CONSIGNE A:
Extrais de la liste chaque ligne qui contient la chaîne "pillar", en tenant compte de la casse.

Sa start-up s'approche d'une valeur de 1 milliard, mais il la voit bien plus grosse encore. Entrevue avec Frédéric Lalonde, cofondateur et PDG de Hopper, la populaire application qui prédit les prix des billets d'avion.

Il y a deux ans, vous avez entrepris d'accélérer le développement de Hopper à l'échelle mondiale. Où en êtes-vous dans votre processus d'expansion internationale ?

Hopper a été créée il y a dix ans, et notre application est fonctionnelle depuis maintenant trois ans. Elle peut prédire le meilleur prix pour des billets d'avion un an d'avance. On fait des affaires dans 120 pays, mais au cours de la dernière année, on a haussé de 100 % nos volumes de transactions en Europe, en Australie et en Amérique latine. Ces trois régions représentent aujourd'hui 25 % de nos activités, alors que l'Amérique du Nord génère encore 75 % de nos volumes de transactions.

On est l'application mobile de voyage numéro un en Amérique du Nord, et on devance maintenant Expedia, Kayak et les autres.

Hopper a été téléchargée plus de 30 millions de fois. On totalise plus de 60 millions de voyages en avion qui ont été réservés à partir de notre site.

Au cours de la dernière année, on a élargi notre application à la réservation de chambres d'hôtel.

[Enregistrements d'annotation par points]
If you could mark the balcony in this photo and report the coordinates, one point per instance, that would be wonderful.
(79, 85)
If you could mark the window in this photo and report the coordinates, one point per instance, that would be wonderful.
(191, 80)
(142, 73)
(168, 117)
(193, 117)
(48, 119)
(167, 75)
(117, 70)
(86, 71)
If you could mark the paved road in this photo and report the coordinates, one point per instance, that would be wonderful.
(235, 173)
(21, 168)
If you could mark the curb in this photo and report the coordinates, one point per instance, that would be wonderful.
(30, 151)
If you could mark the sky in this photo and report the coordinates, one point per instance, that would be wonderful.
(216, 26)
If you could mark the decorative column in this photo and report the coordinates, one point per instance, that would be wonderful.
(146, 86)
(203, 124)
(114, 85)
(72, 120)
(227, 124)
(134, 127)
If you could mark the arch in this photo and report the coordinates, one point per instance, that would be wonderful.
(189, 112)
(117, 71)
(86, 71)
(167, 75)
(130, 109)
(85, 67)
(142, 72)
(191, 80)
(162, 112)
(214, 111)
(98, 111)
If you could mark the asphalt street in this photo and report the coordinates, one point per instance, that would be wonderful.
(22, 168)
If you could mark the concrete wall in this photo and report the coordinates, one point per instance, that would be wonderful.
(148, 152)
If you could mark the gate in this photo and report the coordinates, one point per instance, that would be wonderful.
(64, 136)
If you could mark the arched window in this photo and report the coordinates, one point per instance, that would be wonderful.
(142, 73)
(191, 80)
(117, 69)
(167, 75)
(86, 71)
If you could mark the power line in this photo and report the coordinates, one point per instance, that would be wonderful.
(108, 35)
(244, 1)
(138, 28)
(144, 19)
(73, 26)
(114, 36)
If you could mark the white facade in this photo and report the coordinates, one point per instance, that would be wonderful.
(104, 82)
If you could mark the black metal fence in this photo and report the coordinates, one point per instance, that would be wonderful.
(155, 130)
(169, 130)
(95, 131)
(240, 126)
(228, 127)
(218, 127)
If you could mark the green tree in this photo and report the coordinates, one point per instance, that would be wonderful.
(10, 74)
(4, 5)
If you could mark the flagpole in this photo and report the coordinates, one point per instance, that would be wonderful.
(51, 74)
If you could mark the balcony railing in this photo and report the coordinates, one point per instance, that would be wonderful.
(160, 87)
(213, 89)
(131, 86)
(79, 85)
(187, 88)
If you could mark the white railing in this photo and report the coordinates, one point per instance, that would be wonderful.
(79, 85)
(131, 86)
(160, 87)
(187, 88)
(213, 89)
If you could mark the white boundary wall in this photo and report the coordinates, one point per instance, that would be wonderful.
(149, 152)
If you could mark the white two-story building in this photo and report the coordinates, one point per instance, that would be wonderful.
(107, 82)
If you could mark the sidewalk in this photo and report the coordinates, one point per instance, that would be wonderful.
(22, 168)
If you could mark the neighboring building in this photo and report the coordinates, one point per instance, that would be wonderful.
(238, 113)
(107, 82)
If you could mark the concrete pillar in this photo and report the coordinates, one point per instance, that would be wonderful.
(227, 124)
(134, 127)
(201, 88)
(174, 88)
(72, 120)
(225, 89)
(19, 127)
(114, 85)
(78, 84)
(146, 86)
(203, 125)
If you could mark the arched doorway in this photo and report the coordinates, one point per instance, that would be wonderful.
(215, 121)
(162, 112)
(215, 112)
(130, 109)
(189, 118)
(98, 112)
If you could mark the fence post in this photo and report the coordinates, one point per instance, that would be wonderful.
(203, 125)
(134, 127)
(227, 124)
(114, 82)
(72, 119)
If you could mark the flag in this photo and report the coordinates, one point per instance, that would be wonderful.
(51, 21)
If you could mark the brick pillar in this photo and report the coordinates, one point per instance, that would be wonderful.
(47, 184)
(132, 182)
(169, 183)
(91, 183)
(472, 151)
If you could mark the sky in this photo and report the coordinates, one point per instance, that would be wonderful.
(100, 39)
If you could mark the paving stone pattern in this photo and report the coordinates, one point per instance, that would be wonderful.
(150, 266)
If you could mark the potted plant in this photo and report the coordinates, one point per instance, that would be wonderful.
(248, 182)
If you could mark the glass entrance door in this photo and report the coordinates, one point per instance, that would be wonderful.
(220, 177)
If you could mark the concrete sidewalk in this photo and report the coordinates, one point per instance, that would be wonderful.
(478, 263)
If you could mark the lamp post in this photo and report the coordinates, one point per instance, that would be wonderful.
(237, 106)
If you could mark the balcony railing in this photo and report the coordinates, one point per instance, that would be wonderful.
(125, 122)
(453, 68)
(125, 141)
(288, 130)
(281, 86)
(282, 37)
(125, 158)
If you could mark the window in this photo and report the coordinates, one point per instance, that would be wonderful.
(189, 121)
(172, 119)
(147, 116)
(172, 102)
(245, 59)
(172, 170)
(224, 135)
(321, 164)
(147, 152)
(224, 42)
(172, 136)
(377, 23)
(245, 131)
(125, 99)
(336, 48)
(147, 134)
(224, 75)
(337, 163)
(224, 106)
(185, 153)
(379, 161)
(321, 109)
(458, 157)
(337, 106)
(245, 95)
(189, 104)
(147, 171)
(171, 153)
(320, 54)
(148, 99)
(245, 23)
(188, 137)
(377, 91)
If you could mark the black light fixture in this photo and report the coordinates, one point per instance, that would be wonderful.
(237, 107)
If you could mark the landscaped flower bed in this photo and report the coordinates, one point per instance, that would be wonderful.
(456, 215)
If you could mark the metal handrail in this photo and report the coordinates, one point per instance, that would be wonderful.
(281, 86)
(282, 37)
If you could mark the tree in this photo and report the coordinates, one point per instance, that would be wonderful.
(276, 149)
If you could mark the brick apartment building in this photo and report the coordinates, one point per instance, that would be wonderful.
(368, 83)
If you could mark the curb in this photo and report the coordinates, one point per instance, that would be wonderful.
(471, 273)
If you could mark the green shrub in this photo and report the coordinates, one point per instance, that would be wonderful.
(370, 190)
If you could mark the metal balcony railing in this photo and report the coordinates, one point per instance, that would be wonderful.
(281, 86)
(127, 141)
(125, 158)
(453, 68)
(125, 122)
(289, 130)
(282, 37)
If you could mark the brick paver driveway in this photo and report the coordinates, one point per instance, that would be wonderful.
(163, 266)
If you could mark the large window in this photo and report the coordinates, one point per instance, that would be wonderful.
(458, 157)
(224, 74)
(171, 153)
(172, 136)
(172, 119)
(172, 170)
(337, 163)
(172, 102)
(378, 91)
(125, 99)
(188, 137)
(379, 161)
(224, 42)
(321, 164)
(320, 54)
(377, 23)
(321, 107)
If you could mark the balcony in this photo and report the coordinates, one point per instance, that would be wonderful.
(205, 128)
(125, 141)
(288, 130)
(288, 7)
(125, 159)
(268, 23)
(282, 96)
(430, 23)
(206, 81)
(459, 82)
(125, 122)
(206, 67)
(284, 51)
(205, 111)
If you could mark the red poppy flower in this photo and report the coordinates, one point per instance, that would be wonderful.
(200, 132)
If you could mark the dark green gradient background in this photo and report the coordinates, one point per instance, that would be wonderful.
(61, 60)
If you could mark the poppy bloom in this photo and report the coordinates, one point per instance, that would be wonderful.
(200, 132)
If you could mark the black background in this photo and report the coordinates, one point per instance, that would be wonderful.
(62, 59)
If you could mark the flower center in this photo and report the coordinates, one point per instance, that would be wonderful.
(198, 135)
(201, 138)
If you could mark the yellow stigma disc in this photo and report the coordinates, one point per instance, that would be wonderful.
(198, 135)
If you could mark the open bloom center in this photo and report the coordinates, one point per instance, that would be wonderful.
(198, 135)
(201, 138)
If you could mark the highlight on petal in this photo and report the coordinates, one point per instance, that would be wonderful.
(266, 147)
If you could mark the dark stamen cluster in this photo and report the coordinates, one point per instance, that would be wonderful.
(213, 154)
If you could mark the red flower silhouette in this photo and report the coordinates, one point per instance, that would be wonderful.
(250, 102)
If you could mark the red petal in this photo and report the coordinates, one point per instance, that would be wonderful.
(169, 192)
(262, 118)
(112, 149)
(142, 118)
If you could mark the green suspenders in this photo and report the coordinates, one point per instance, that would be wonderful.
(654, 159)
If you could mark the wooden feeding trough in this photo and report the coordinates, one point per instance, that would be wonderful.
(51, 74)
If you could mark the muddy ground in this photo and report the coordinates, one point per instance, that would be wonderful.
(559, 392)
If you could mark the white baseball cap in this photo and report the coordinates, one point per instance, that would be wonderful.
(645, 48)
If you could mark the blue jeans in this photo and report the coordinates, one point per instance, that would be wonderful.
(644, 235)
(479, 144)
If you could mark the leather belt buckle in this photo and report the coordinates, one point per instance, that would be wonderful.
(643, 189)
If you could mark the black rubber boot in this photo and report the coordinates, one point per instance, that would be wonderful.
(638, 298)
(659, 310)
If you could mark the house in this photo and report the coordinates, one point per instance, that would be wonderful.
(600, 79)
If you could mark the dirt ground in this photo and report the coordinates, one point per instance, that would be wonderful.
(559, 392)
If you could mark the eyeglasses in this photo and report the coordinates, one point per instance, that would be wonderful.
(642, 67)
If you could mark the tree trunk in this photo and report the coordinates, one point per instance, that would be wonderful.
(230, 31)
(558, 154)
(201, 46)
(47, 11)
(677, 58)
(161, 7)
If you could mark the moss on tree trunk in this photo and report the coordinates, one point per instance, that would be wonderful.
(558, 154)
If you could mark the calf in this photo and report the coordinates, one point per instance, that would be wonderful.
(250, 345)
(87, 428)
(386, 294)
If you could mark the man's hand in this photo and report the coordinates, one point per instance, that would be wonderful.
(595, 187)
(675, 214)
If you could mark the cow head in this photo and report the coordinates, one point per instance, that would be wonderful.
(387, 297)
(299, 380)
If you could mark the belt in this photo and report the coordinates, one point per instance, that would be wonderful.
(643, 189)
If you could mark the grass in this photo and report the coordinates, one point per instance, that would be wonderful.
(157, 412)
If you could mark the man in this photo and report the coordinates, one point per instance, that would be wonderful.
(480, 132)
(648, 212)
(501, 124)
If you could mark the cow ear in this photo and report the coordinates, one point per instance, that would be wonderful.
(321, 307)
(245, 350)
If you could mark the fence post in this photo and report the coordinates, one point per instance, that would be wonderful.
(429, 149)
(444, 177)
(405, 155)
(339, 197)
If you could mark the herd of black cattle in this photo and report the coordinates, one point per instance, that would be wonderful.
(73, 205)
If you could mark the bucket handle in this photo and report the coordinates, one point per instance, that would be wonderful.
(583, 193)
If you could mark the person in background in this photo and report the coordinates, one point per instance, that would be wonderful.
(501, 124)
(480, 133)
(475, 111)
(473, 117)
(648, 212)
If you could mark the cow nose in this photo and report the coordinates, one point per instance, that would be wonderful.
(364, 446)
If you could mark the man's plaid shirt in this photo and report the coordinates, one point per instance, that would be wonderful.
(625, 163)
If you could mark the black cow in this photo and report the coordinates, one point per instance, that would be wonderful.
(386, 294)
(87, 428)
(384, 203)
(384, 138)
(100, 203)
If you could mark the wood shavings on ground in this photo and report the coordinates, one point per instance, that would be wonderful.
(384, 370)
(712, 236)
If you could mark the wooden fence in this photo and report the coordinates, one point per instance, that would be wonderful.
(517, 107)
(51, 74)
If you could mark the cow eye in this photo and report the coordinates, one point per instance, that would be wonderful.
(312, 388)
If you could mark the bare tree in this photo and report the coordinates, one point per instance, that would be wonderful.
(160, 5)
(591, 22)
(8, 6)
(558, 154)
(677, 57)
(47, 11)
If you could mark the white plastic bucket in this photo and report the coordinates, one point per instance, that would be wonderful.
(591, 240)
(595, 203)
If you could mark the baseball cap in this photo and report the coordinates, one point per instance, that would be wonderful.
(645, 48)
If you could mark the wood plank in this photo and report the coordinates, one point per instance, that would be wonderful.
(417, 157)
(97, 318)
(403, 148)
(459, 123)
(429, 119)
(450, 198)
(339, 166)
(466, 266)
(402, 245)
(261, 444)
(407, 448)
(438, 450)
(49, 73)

CONSIGNE B:
D'après l'entrevue avec le PDG de Hopper, quelle part des volumes de transactions de l'entreprise l'Amérique du Nord génère-t-elle encore ?

RÉPONSE RÉDIGÉE A:
If you could mark the concrete pillar in this photo and report the coordinates, one point per instance, that would be wonderful.
If you could mark the brick pillar in this photo and report the coordinates, one point per instance, that would be wonderful.

RÉPONSE RÉDIGÉE B:
L'Amérique du Nord génère encore 75 % des volumes de transactions de Hopper.